For instance this one - stamped aluminum 171x128mm cases is used by Bosch and Siemens, with 80 pin and 121 pin.
What do I call it? VAG_171_128 type based on popular usage and size?
Re: let's choose an enclosure
Posted: Wed Jan 02, 2019 11:24 pm
by puff
what about height?
may be by vehicles? (easier to find the right junkyard)
speaking about those stamped designs - what's the way they fix the board to the enclosure? just with a connector? or they have studs attached to the boards?
Re: let's choose an enclosure
Posted: Fri Feb 08, 2019 6:20 pm
by andreika
ME7.8.8 enclosure for 81-pin connector:
IMG_20190208_144538_.jpg (440.3 KiB) Viewed 22481 times
IMG_20190208_144545_.jpg (510.27 KiB) Viewed 22481 times
"Electronic Control Unit Accessories/ECU cover/car engine computer shell/ME7.8.8 ECU 140*80*27MM No connector included" $20
Re: let's choose an enclosure
Posted: Sat Feb 09, 2019 5:51 pm
by pobedyst
For my project, I have already decided on the type of case. The choice was obvious after a trip to disassemble cars. I took the ECU Siemens MS41.0. It cost me UAH 500, which is about $ 17. They are simply not needed by anyone in my city, their mountains. In addition, I have a native connector (Siemens / Bosch). Considering the concept of hull search for RusEfi, I would study the issue for manufacturing a matrix for casting ABS plastic with the top cover of an ECU, and close the lower part with a simple aluminum sheet. Either contacting the Chinese and ordering a batch, which, under the conditions of the international series, will not be very budget, but no one bothers to ask a question to several manufacturers. If none of you worked with the Chinese, then I think I can turn to my friends who are supplying spare parts for the Korean car market, they worked with the Chinese and at least give directions to whom to look for or what to look for, of course, if necessary. Just let me know if my option is interesting.
As for individual projects, it is best to use OEM wiring, which already has connectors. Missing wires can be independently diluted.
HUGE case. See comparison where it's taller than 121 Nissan case and wider than 154 pin direct injected VW case. See picture where discovery boards fits under Frankenso board and both fit inside the case easy.
That case looks interesting. Do they sell 1 single unit or do you need to buy in bulk? They are on Alibaba but seems that I cannot buy there.
One thought though, how is the connector quality with these Chinese units? I'm looking into the modICE case as well. A case with 48 pins, complete with all connectors is about $80 from Mouser. More expensive but from a reputable seller and waterproof.

- **EXERCISE**: Reproduce the part of the enclosure discussion starting at the words "What do I call" and ending after "the right junkyard)".

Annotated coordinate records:
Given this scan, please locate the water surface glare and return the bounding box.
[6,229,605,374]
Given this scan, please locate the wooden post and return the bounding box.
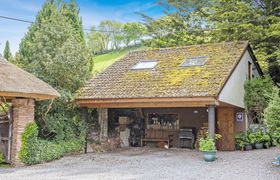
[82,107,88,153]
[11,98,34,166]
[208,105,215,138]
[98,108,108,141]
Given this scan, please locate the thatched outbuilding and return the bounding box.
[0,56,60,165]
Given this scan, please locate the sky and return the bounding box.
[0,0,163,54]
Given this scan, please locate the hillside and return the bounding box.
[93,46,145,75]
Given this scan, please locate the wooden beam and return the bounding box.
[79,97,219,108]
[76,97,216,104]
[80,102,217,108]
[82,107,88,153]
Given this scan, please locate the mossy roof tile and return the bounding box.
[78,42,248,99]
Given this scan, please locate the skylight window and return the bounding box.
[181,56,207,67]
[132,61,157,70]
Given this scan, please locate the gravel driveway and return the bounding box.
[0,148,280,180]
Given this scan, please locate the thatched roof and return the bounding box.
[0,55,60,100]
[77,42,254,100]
==
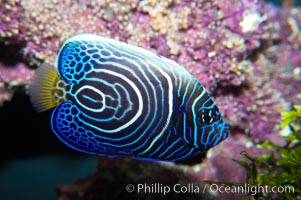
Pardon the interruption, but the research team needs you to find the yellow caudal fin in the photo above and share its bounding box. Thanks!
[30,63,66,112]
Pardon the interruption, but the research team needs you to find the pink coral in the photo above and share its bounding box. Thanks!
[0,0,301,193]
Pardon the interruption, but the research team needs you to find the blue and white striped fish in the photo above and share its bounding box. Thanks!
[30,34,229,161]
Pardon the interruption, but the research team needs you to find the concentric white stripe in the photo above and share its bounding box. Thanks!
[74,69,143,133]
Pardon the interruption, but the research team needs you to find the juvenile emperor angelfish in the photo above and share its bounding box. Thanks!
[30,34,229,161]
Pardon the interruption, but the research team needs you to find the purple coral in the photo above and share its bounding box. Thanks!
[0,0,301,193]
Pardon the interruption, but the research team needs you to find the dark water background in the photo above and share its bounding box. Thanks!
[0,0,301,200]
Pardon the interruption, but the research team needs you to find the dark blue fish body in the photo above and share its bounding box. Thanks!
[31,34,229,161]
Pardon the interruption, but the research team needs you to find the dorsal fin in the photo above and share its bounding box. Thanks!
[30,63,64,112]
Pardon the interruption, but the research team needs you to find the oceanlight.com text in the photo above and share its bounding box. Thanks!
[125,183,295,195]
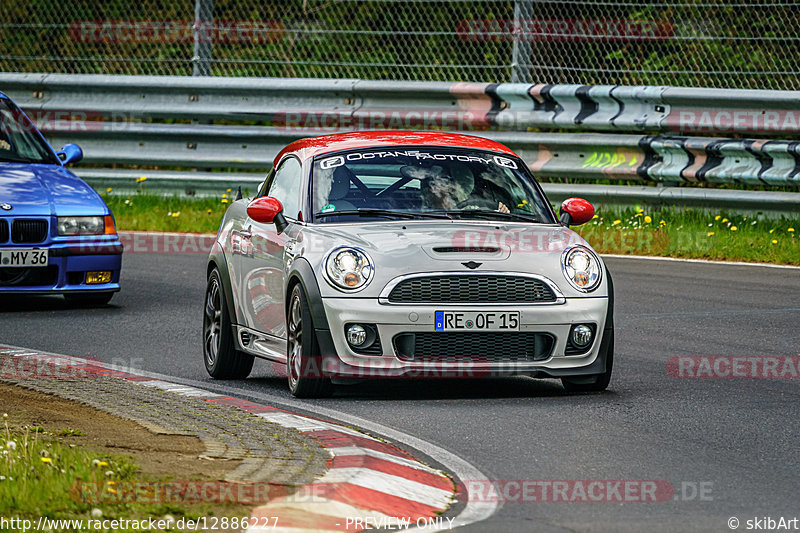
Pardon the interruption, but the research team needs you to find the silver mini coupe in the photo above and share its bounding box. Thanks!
...
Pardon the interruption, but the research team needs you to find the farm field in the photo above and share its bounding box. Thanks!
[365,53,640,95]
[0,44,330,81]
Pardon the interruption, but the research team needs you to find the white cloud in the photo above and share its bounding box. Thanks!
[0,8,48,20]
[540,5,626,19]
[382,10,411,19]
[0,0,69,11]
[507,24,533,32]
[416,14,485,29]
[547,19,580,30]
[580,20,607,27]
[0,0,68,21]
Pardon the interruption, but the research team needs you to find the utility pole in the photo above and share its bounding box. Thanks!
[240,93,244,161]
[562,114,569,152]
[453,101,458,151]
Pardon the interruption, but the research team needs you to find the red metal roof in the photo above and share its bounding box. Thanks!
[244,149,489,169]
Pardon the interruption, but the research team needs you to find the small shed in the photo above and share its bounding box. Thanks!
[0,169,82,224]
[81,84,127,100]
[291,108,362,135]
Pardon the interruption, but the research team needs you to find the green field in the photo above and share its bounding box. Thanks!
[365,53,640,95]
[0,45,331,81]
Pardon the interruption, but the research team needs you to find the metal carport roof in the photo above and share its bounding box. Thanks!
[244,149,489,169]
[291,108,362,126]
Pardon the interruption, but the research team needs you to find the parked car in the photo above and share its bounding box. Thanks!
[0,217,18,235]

- **ANSWER FOR THE TASK**:
What do I call it? VAG_171_128 type based on popular usage and size?
Re: let's choose an enclosure
Posted: Wed Jan 02, 2019 11:24 pm
by puff
what about height?
may be by vehicles? (easier to find the right junkyard)